— About this exercise —
Copy out each line below that has the word "rough" in it.

— Information shown —

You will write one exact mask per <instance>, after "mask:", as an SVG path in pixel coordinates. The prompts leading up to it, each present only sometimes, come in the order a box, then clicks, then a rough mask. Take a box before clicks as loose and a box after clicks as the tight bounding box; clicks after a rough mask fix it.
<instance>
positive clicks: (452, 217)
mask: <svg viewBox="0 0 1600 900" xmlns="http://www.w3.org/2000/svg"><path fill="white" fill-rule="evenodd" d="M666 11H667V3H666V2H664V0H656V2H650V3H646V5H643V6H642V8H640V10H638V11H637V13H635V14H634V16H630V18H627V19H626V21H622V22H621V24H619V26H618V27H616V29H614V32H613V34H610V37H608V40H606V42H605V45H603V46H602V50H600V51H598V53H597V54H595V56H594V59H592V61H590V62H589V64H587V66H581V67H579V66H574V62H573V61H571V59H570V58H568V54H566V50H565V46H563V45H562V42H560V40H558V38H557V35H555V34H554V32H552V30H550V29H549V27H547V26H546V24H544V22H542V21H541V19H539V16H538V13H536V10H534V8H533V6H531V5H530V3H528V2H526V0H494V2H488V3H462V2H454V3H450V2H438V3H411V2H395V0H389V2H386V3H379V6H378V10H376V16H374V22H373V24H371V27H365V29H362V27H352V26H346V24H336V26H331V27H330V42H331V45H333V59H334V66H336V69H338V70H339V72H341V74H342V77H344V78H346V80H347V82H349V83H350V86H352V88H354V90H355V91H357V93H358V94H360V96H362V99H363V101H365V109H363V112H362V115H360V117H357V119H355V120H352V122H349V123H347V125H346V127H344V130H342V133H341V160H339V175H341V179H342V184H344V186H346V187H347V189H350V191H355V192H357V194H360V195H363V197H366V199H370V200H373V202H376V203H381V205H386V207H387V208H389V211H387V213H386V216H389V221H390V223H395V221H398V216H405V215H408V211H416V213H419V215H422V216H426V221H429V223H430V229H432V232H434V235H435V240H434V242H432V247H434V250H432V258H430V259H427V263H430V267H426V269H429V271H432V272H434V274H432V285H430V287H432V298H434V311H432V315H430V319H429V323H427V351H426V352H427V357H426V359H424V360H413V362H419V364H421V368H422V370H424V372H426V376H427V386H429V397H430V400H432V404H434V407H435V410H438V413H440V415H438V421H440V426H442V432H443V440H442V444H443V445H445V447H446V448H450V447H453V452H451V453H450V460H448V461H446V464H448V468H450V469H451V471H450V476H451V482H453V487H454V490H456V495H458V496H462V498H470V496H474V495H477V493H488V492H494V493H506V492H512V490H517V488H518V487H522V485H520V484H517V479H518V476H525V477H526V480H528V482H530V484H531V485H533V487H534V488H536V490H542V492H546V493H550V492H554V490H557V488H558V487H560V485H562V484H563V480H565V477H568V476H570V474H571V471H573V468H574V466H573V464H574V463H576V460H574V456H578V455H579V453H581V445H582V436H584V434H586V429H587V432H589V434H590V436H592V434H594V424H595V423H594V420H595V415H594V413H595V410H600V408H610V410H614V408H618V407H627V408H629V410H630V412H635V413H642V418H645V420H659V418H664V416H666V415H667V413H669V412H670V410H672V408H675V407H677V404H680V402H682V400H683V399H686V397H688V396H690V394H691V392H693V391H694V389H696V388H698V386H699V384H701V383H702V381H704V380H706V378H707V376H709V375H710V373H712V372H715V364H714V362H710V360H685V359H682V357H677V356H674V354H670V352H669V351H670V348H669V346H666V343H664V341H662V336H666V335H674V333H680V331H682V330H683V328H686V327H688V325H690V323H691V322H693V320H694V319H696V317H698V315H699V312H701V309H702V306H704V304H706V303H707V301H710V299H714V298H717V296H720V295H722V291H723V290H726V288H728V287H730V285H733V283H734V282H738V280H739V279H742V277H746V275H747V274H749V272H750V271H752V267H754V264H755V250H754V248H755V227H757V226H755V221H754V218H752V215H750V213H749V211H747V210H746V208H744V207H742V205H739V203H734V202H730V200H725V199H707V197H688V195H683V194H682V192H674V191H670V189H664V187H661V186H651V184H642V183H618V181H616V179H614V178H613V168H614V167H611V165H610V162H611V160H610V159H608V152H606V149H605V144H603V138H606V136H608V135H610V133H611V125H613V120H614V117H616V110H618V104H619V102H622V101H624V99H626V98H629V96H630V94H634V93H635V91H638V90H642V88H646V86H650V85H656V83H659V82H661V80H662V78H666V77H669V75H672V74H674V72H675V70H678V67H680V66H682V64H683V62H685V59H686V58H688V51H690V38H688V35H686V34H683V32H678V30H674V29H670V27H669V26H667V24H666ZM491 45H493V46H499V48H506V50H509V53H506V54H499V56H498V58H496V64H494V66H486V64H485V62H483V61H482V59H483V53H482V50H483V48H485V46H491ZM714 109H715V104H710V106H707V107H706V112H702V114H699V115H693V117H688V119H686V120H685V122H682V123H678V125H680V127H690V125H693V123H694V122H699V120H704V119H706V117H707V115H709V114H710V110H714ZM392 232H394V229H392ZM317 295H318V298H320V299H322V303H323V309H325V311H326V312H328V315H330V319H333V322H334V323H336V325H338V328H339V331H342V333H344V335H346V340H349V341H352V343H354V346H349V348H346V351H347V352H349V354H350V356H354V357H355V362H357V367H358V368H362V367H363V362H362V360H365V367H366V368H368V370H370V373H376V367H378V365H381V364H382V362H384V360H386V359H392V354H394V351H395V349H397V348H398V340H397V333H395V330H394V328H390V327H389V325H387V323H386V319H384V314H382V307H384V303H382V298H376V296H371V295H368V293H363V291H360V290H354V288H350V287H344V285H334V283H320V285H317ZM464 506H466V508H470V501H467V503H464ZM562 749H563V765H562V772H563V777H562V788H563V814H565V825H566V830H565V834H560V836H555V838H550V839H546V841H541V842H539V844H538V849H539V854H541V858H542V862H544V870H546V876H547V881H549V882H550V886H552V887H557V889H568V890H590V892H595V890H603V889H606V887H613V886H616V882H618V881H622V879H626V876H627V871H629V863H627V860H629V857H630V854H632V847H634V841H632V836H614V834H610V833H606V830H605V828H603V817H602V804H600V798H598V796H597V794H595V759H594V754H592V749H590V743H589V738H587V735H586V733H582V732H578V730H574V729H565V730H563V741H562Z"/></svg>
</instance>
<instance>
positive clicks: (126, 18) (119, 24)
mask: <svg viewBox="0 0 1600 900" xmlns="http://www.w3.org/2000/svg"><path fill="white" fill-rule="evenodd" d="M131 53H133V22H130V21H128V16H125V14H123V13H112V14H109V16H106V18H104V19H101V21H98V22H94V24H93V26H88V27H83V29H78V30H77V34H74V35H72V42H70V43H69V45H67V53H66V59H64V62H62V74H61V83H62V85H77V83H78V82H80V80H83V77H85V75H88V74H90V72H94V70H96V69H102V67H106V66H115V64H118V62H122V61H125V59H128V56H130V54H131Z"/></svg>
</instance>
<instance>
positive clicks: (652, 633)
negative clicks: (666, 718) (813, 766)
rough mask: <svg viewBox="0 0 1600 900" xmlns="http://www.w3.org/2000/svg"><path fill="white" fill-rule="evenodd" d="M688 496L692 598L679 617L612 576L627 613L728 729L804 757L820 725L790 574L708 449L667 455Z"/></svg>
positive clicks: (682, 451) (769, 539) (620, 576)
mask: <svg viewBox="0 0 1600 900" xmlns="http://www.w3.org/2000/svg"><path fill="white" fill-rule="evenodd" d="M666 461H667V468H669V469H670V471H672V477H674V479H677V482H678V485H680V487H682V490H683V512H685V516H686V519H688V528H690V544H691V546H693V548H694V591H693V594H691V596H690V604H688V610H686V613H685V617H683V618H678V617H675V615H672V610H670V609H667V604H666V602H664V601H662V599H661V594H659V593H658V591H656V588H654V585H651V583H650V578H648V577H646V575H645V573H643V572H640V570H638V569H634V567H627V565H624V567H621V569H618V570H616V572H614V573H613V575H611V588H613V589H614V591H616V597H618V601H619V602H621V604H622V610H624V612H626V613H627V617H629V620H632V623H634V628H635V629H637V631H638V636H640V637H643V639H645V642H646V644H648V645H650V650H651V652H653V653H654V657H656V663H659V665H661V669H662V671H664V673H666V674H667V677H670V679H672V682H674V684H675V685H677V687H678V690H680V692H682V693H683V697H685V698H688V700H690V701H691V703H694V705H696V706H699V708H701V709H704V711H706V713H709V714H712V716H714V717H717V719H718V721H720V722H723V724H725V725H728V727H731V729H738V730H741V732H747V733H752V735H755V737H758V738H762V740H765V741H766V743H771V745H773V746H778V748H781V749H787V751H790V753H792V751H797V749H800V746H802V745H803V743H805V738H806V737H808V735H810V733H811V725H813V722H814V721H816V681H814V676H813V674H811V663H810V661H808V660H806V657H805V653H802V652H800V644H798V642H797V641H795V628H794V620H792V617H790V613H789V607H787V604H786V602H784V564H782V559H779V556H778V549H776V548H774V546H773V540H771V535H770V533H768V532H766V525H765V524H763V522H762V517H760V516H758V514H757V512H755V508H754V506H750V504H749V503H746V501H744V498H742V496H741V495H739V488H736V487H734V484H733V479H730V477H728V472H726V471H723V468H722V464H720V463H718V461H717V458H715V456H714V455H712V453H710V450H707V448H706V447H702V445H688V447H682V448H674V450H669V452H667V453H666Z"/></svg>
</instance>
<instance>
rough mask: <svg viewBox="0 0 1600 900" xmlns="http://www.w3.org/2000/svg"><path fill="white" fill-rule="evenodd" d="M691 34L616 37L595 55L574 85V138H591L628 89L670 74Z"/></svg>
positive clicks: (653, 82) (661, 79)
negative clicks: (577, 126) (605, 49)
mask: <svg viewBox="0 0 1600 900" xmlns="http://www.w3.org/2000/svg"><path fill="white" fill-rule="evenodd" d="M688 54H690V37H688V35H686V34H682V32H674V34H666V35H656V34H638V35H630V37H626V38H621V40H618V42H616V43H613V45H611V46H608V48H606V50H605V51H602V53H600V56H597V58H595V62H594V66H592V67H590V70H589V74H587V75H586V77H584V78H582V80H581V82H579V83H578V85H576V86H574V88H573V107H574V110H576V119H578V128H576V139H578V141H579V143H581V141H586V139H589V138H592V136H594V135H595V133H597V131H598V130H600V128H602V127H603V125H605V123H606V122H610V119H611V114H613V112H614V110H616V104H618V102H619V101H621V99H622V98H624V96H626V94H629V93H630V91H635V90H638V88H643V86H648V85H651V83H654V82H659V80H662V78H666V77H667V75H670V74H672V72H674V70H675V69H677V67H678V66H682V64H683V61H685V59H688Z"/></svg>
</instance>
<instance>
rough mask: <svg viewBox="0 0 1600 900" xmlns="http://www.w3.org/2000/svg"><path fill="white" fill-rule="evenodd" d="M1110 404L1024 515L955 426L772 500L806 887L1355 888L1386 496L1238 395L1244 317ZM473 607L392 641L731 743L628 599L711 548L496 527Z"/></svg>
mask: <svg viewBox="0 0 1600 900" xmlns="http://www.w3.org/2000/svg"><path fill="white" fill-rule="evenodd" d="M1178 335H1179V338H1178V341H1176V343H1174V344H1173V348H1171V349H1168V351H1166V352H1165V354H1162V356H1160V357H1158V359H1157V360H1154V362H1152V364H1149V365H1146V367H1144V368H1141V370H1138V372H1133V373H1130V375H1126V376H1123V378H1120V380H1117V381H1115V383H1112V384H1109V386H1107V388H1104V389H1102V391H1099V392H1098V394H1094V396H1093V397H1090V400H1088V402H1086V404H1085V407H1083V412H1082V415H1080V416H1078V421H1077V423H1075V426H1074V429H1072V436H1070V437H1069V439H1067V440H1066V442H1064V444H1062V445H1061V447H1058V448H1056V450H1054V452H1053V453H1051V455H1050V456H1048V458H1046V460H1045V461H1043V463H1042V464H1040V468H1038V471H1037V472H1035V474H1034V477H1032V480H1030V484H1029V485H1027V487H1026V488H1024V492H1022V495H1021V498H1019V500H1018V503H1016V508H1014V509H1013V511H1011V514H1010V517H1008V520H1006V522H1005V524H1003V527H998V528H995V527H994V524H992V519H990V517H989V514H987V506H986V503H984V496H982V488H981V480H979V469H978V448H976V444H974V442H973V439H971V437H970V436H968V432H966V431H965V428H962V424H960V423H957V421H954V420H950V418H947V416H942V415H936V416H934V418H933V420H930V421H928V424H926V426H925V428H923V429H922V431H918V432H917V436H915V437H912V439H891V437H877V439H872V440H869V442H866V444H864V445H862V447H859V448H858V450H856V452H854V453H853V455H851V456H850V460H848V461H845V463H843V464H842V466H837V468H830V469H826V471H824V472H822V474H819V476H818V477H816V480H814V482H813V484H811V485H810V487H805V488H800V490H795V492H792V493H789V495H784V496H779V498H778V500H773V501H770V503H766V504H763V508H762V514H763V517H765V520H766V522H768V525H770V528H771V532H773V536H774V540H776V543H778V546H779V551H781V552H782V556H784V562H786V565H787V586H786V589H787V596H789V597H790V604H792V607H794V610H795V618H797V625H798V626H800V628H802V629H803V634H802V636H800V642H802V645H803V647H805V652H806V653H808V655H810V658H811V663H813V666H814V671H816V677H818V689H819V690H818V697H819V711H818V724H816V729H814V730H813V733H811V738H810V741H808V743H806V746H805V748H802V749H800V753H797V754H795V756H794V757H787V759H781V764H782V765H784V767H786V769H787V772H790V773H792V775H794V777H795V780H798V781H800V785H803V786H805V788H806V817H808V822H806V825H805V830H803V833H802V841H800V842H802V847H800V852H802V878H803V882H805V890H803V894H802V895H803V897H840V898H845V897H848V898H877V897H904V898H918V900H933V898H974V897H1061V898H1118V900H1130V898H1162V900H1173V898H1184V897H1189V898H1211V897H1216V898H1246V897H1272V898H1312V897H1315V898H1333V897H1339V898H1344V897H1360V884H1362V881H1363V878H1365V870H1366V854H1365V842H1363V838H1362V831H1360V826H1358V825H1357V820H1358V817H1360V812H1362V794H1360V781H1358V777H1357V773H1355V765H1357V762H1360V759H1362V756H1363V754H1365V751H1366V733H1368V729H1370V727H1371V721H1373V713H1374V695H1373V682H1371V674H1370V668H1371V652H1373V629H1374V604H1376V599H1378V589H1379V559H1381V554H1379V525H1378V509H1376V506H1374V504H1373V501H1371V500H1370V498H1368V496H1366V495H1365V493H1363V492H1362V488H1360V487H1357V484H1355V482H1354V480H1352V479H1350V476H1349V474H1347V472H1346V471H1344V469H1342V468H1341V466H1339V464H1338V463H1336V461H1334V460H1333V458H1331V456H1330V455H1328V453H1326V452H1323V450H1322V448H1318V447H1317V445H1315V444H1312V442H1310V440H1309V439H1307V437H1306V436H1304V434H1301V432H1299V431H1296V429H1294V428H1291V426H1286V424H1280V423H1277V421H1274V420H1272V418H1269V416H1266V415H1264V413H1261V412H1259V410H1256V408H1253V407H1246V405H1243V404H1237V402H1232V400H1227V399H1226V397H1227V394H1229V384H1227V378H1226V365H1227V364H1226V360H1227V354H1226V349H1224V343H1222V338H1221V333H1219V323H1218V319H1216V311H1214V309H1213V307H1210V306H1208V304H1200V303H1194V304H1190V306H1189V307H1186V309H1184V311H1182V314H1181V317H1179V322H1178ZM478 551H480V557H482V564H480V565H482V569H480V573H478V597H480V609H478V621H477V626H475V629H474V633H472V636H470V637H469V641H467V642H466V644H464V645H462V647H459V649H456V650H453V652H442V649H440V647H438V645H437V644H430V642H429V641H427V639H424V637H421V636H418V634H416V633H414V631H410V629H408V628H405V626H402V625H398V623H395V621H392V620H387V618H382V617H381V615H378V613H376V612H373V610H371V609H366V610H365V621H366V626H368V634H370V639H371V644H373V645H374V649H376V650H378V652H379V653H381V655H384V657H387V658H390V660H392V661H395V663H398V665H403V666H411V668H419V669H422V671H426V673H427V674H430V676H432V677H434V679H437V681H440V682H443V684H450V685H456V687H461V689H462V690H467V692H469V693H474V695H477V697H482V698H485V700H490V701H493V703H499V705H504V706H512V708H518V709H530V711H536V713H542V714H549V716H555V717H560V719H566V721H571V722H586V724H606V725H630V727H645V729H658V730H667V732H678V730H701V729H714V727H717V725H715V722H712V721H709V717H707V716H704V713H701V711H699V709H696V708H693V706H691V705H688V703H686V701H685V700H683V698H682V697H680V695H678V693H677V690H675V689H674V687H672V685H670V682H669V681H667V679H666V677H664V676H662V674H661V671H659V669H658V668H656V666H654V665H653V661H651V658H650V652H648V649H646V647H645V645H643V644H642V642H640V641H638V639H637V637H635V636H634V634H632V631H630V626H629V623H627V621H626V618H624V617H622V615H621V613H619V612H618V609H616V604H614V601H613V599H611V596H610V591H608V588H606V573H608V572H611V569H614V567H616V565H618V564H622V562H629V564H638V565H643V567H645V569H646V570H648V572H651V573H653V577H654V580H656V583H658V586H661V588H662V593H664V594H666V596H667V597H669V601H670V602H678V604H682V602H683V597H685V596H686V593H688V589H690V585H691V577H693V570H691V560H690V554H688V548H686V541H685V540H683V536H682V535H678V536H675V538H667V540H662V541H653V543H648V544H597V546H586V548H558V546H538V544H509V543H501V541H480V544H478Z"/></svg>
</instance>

— Answer section —
You will write one exact mask per <instance>, after "mask:", as an SVG path in pixel coordinates. The prompts leading up to it, each present only sometimes, come in the order a box, then clicks, then a rough mask. Take a box before clicks as loose and a box after clicks as the tight bounding box; clicks after a rough mask fix it.
rough mask: <svg viewBox="0 0 1600 900" xmlns="http://www.w3.org/2000/svg"><path fill="white" fill-rule="evenodd" d="M688 496L692 598L679 617L612 576L627 613L728 729L804 757L820 725L790 574L708 449L667 455Z"/></svg>
rough mask: <svg viewBox="0 0 1600 900" xmlns="http://www.w3.org/2000/svg"><path fill="white" fill-rule="evenodd" d="M691 34L616 37L595 55L574 85V138H591L628 89L670 74Z"/></svg>
rough mask: <svg viewBox="0 0 1600 900" xmlns="http://www.w3.org/2000/svg"><path fill="white" fill-rule="evenodd" d="M1110 404L1024 515L955 426L772 500L806 887L1355 888L1386 496L1238 395L1244 317ZM473 607L392 641L731 743L628 599L711 548L496 527Z"/></svg>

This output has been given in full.